-- PASSAGE PROVIDED follows --

Not true Lion didn't even know about the Betrayal until after the battle of Terra took place when the battle of Caliban was faught. The Loyalist Dark Angels may have won that one but the last they saw of their Primarch was him going into the Fortress Monastary and dueling with Luther, they also assumed that they had exterminated The Fallen when Caliban exploded. By the time the Dark Angels began to activly hunt the fallen, Lion had been missing for Hundreds of years. So the idea that he was the one sending out the Ravenwing (Crusade fleets to hunt the fallen? Where did you get that idea from?) is pretty much impossible.

Please before you start talking about Lion El'Jonson read Descent of Angels and Fallen Angels. You know the books were you actually get to directly see his actions. As of Fallen Angels the idea of Lion sitting on the fence is pretty much moot since you see his hatred and disgust for Horus and all the traitors. If anything Lion was duped into indirectly aiding a Legion he didn't even know had betrayed the Imperium.


----------



## Iron Within (Mar 15, 2008)

I don't believe any of the loyal Primarchs, save maybe Lion, will ever have a chance of being back. Besides if their loyal brothers were to return, I'm sure the traitors would come for them, and lets be honest, what chance to the regular Primarchs have against the Daemon Prince Primarchs. Magnus, Angron, Perturabo, Fulgrim, Lorgar, and Mortarion are way beyond what they were. Case in point: Daemon Prince Fulgrim is the reason Guillman is half dead and in stasis, and Daemon Prince Horus could only be beaten by the Emperor, whom he was able to seriously screw up before he died. If you can't tell, I'm a big fan of the traitors.

-- PASSAGE PROVIDED concluded --
-- THE DATA follows --

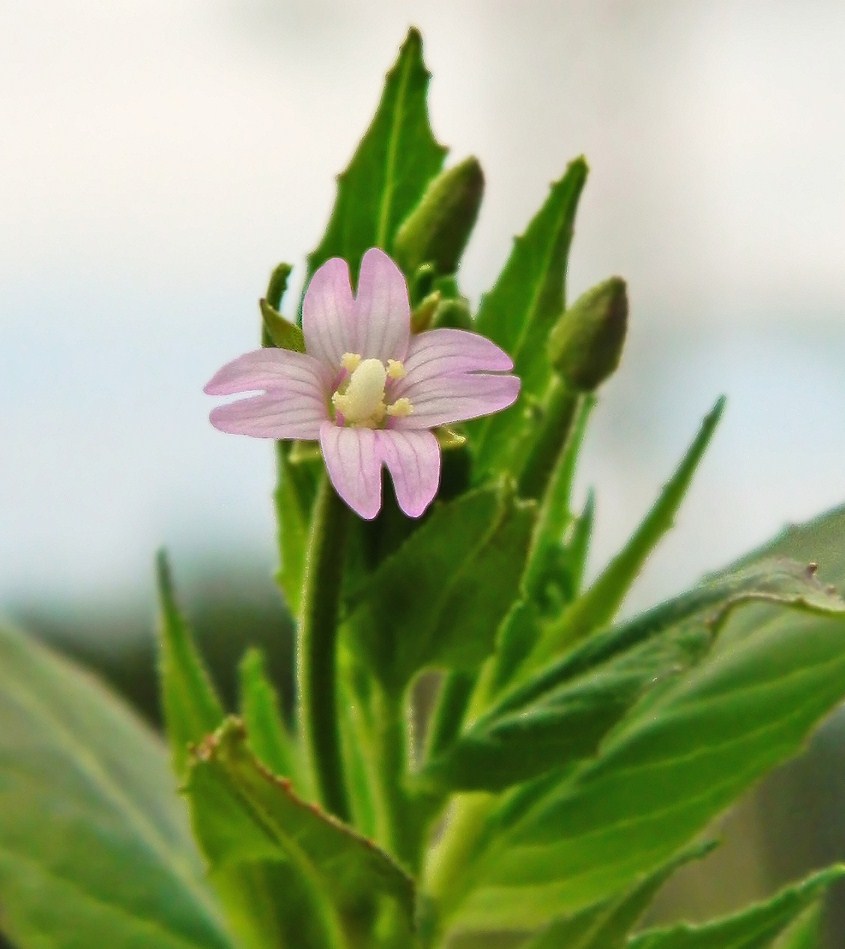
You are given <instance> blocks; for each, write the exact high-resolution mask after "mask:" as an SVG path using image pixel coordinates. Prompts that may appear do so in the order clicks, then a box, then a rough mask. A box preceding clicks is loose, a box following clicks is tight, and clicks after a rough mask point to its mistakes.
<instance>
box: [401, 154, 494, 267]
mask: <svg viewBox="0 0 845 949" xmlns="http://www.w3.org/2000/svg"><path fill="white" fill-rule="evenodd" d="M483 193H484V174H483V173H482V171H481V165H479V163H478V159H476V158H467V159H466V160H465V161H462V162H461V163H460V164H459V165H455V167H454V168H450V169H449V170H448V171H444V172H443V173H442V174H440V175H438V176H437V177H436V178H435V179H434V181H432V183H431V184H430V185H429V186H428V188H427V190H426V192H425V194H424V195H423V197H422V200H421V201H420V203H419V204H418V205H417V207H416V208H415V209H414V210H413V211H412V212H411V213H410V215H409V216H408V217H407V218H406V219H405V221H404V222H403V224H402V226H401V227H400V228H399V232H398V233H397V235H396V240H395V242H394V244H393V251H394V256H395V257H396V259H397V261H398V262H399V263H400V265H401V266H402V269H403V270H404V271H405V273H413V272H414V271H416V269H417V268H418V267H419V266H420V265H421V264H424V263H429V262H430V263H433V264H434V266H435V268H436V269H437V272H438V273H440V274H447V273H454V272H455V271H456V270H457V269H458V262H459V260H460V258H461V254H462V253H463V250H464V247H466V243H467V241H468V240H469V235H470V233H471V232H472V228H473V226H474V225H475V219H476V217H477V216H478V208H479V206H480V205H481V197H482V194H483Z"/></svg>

-- THE DATA concluded --

§ PROBLEMS TO SOLVE:
1. Answer these questions using the forum thread about the Primarchs:
(a) What did the Loyalist Dark Angels assume they had done to The Fallen when Caliban exploded?
(b) Which two books does the thread say to read before talking about Lion El'Jonson?
(c) Who does the post by Iron Within name as the reason Guillman is half dead and in stasis?
2. Quote the forum thread about the Primarchs from "Please before you" up to and including "betrayed the Imperium.".

§ SOLUTIONS:
1.
(a) They assumed they had exterminated The Fallen.
(b) Descent of Angels and Fallen Angels.
(c) Daemon Prince Fulgrim.

2.
Please before you start talking about Lion El'Jonson read Descent of Angels and Fallen Angels. You know the books were you actually get to directly see his actions. As of Fallen Angels the idea of Lion sitting on the fence is pretty much moot since you see his hatred and disgust for Horus and all the traitors. If anything Lion was duped into indirectly aiding a Legion he didn't even know had betrayed the Imperium.